▸ **Records supplied**:
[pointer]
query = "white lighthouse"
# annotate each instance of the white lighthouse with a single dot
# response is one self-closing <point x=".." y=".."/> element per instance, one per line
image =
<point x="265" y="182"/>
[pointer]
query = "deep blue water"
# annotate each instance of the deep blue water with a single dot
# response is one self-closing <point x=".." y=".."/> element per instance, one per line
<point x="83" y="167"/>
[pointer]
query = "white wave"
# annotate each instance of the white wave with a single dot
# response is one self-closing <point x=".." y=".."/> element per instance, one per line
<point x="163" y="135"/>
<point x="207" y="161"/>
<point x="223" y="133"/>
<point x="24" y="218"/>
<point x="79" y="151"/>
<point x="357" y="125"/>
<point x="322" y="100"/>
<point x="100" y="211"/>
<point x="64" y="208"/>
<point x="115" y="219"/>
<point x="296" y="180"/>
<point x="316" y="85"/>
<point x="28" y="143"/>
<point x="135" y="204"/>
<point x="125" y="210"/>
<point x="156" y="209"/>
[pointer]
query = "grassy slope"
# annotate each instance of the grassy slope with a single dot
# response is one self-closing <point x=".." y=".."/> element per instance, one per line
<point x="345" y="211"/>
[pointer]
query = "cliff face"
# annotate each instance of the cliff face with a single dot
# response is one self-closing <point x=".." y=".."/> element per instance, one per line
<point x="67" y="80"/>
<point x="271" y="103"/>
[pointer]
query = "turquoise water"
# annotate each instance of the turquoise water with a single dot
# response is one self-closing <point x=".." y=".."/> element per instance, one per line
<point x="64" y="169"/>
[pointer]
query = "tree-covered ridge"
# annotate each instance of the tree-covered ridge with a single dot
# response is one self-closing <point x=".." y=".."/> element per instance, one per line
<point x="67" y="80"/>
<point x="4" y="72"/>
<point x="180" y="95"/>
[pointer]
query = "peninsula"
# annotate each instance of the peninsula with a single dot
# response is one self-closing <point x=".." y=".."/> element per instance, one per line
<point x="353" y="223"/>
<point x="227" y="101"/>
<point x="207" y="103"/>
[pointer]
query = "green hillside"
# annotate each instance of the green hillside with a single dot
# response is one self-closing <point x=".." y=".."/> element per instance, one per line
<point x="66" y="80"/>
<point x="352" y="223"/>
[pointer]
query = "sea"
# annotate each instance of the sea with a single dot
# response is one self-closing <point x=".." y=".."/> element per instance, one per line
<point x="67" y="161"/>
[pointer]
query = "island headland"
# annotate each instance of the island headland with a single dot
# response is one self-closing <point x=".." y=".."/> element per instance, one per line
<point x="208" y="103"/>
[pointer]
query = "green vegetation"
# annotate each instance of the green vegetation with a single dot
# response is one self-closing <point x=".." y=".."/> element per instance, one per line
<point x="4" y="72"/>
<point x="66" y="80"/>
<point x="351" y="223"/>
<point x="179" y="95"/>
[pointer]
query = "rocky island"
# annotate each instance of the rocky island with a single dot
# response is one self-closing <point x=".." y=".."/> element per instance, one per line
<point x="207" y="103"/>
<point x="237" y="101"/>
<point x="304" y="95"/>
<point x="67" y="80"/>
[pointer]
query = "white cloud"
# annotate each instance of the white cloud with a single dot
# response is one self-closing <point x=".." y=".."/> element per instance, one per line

▸ **Your task**: Repeat the entries above exactly, leaving nothing out.

▸ **Solution for this task**:
[pointer]
query = "white lighthouse"
# annotate each instance of the white lighthouse with a single dot
# response is one self-closing <point x=".." y=".."/> element per instance, one per line
image =
<point x="265" y="182"/>
[pointer]
query = "deep blue water"
# annotate each instance of the deep blue water with a single dot
# response is one self-closing <point x=".." y=".."/> element per instance, one per line
<point x="83" y="167"/>
[pointer]
query = "white wave"
# annotate each instance of the white wave with a single dot
# response is one self-closing <point x=".." y=".."/> element per instance, one per line
<point x="163" y="135"/>
<point x="207" y="161"/>
<point x="223" y="133"/>
<point x="24" y="218"/>
<point x="79" y="151"/>
<point x="357" y="125"/>
<point x="322" y="100"/>
<point x="100" y="211"/>
<point x="64" y="208"/>
<point x="115" y="219"/>
<point x="296" y="180"/>
<point x="316" y="85"/>
<point x="28" y="143"/>
<point x="135" y="204"/>
<point x="125" y="210"/>
<point x="156" y="209"/>
[pointer]
query = "grassy slope"
# annotate each instance of the grassy slope with a single dot
# response is one self-closing <point x=".." y=".."/> element per instance, one per line
<point x="345" y="211"/>
[pointer]
query = "cliff face"
# annotate each instance of the cliff face with a single dot
# response is one self-closing <point x=".." y=".."/> element per instance, one per line
<point x="67" y="80"/>
<point x="271" y="103"/>
[pointer]
query = "turquoise water"
# annotate each instance of the turquoise water with a single dot
# response is one self-closing <point x=".." y=".."/> element per instance, one per line
<point x="64" y="169"/>
[pointer]
query = "tree-covered ridge"
# annotate each instance of the tree-covered ridge with a single dot
# response is one self-closing <point x=".." y=".."/> element per instance, one per line
<point x="67" y="80"/>
<point x="4" y="72"/>
<point x="180" y="95"/>
[pointer]
query = "peninsula"
# annotate each instance of the peninsula with a single dot
# response is one self-closing <point x=".." y=".."/> element per instance, one per line
<point x="353" y="223"/>
<point x="227" y="101"/>
<point x="207" y="103"/>
[pointer]
query = "green hillside"
# annotate each instance of the green hillside with a single dot
# response is one self-closing <point x=".." y=".."/> element per instance, one per line
<point x="66" y="80"/>
<point x="352" y="223"/>
[pointer]
query = "sea"
# annotate each instance of the sea with a single dot
# response is one self-closing <point x=".." y=".."/> element per instance, one per line
<point x="67" y="161"/>
[pointer]
query = "island headland"
# annotate each instance of the island headland with a single dot
# response is one self-closing <point x=".." y=".."/> element per instance, one per line
<point x="208" y="103"/>
[pointer]
query = "green vegetation"
# annotate each instance of the green vegetation with a single dot
# response is one self-closing <point x=".." y=".."/> element per instance, one per line
<point x="4" y="72"/>
<point x="66" y="80"/>
<point x="351" y="223"/>
<point x="179" y="95"/>
[pointer]
query = "rocky island"
# annotate each instance of the rocky island with a single dot
# response is one self-closing <point x=".." y=".."/> element per instance, one per line
<point x="207" y="103"/>
<point x="237" y="101"/>
<point x="304" y="95"/>
<point x="67" y="80"/>
[pointer]
query = "white cloud"
# annotate each instance of the white cloud with a single dot
# response is one self-closing <point x=".." y=".."/> element per instance, one per line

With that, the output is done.